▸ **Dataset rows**
-----

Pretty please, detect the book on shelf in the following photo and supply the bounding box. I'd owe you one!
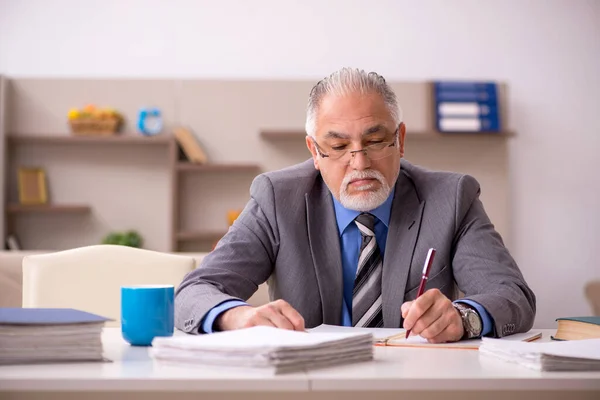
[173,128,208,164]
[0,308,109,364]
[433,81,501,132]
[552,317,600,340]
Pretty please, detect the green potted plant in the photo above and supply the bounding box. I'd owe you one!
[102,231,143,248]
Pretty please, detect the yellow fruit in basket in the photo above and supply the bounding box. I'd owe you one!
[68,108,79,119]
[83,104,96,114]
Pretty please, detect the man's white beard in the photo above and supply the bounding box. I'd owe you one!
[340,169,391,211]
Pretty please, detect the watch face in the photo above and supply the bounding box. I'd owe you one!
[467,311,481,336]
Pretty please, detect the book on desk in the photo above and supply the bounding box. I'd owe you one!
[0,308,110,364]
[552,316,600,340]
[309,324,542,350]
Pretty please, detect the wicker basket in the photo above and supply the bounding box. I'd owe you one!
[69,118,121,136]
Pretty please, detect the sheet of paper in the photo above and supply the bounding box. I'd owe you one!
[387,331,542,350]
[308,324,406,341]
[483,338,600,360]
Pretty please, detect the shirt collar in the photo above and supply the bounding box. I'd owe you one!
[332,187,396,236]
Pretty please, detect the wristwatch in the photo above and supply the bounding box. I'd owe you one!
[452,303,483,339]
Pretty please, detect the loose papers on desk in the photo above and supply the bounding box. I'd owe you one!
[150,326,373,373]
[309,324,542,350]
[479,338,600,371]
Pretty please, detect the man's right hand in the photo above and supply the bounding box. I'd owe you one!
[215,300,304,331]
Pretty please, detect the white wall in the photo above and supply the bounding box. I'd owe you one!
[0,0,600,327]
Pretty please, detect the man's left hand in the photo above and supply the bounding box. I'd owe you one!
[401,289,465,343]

-----

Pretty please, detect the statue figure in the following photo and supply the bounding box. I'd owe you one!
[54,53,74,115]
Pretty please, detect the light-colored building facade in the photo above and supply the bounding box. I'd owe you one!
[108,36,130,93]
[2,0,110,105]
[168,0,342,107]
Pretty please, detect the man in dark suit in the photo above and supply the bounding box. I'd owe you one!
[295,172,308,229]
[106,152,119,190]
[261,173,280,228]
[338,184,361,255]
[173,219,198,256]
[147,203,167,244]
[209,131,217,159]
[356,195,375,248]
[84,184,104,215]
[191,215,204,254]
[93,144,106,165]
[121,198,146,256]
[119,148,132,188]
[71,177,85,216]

-----

▸ **INSTRUCTION**
Present the data from the line with "Pretty please, detect the book on desk" up to and including the line with "[69,118,121,136]" as a Markdown table with the columns Row and Line, numbering each line and omitting blank lines.

▸ **OUTPUT**
| Row | Line |
|---|---|
| 1 | Pretty please, detect the book on desk in the photo above and supply the bounding box. I'd owe you one! |
| 2 | [0,308,110,364] |
| 3 | [552,316,600,340] |
| 4 | [309,324,542,350] |
| 5 | Pretty please, detect the wicker basket in the photo above and supply the bounding box. I'd owe you one! |
| 6 | [69,118,121,136] |